WORK TO COMPLETE ▸ Copy the lines below word for word, but leave out the pictures.

Raw records
◆ ◆ ◆ ◆ ◆ ◆ ◆

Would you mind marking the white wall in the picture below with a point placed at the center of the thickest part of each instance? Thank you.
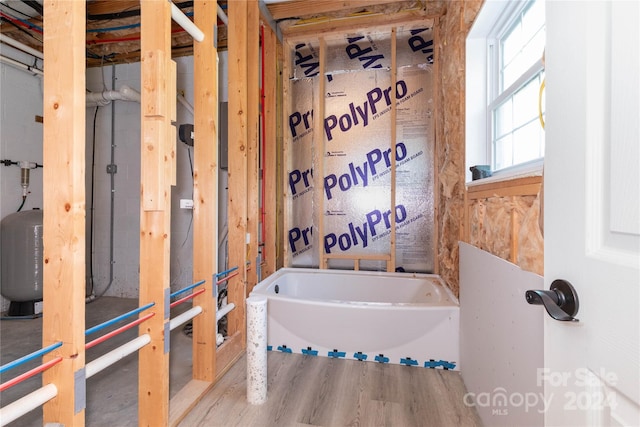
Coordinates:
(501, 340)
(127, 186)
(21, 139)
(20, 136)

◆ ◆ ◆ ◆ ◆ ◆ ◆

ANSWER FOR THE TASK ▸
Would you mind marking the white wall in the picture below with a point placed at the center of the thickest part of each instance? Thank you.
Coordinates:
(501, 340)
(127, 186)
(21, 139)
(20, 136)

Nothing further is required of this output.